• **PROBLEM DESCRIPTION**
Reproduce the material below line for line, omitting the pictures.

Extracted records
-- -- --

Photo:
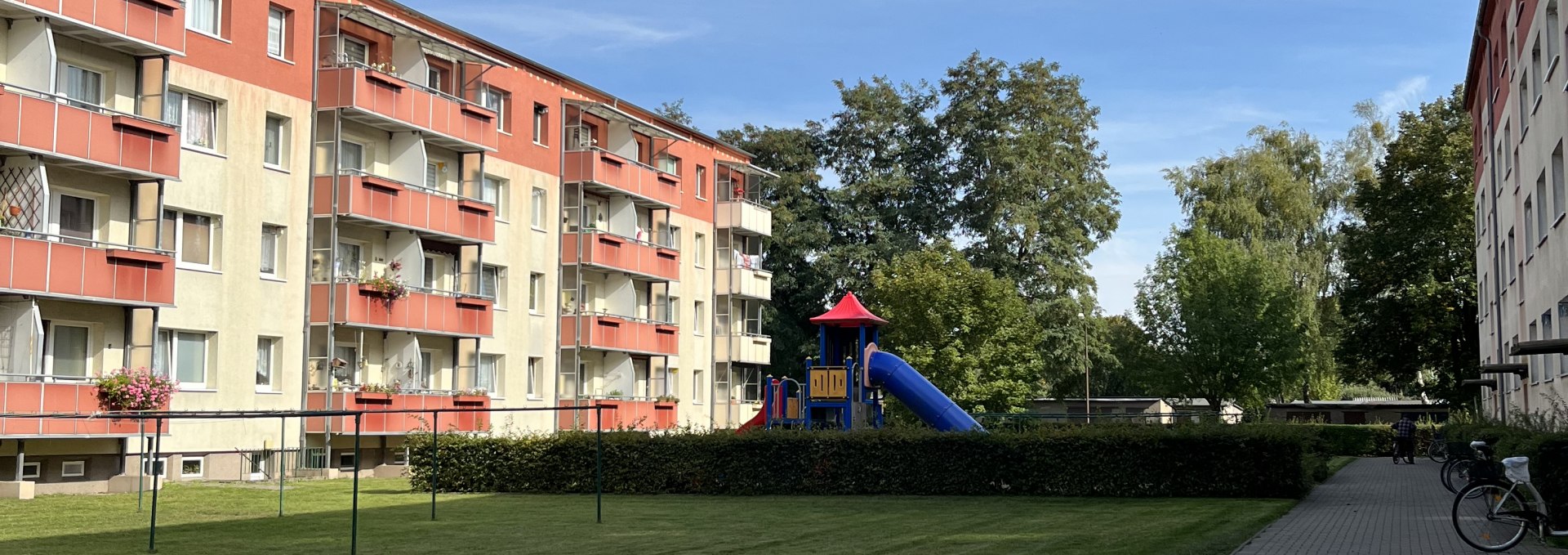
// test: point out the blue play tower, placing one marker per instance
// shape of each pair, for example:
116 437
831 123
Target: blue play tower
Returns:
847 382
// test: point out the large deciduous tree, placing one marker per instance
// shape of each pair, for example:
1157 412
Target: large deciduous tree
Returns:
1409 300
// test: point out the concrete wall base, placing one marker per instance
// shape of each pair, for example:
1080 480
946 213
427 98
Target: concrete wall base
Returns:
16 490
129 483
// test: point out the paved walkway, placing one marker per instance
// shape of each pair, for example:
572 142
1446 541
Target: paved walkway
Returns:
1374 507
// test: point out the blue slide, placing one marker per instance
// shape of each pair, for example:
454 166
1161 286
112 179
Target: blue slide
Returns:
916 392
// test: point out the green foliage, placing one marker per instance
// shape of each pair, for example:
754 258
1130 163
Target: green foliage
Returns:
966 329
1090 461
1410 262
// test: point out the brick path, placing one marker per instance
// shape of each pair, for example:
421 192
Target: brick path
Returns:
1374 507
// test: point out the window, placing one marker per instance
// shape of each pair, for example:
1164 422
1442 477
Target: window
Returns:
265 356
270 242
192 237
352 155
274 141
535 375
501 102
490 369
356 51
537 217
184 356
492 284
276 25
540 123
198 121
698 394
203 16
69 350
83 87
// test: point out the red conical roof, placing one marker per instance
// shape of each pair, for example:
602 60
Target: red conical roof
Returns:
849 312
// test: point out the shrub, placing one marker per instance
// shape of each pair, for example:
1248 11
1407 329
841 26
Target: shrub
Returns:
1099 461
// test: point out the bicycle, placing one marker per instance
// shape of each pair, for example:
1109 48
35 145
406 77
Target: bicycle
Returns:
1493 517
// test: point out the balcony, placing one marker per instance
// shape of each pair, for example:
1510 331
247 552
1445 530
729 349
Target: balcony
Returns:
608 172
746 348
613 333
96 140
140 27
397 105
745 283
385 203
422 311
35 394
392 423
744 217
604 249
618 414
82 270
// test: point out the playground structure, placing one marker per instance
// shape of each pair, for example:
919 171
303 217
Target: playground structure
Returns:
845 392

-- -- --

• **TASK OUTPUT**
Photo:
// test: point out the blue play tower, placing one marker per instance
// shape of each pair, for example:
116 437
831 123
Target: blue play tower
Returns:
847 382
// test: point out the large deciduous tree, placing one marker per instance
// shape of each pair, for example:
1157 412
Target: large deciduous tree
Returns:
1409 300
// test: point out the concrete wall base, placing one marker per instance
// shape of each pair, for example:
1080 480
946 213
427 98
Target: concrete wall base
Returns:
16 490
129 483
// test: point out the paved walkway, placing one marker per instance
// shape of each pair, for example:
572 142
1446 541
Target: paved walkway
Returns:
1374 507
// test: point out the blue slide, placing one marker per instance
// shape of each pair, for example:
454 166
1161 286
112 179
Target: blue slide
Returns:
916 392
// test: point out the green foliage, placing one marker per instance
// shape of each pair, for example:
754 258
1130 163
Target: green foliage
Returns:
966 329
1090 461
1410 262
// test: point out the brick path, placing one marker per instance
// shape of each pair, for example:
421 192
Target: brick path
Returns:
1374 507
// test: point out the window, placing one marker per instance
// shape of each pair, for example:
1164 422
1442 477
Target: window
Returns:
265 356
270 242
192 237
352 155
274 141
535 375
501 102
490 369
356 51
537 217
184 356
492 284
276 25
540 123
198 121
698 394
203 16
69 350
83 87
// test: point out the red conical roof, placing one marker per instance
// shape of each pair, for example:
602 60
Target: red conical roof
Returns:
849 312
// test: point out the shrub, placing one marker per instance
// shape of each pair, for example:
1248 11
1407 329
841 26
Target: shrub
Returns:
1099 461
// test: point out the bicycle, placing one marker per instance
// shape of each pair, for example:
1109 48
35 145
406 77
Target: bicycle
Returns:
1493 517
// test: point out the balcony, placing one marker per instance
// shape of each pair, for example:
1510 331
247 552
1445 530
729 349
Target: balcony
Returns:
608 172
746 348
613 333
96 140
140 27
397 105
745 283
385 203
422 311
35 394
392 423
744 217
604 249
618 414
82 270
// test: point out the playground structure, placing one marker per instance
// shape of each pair, for example:
919 171
303 217
Target: playground structure
Returns:
845 392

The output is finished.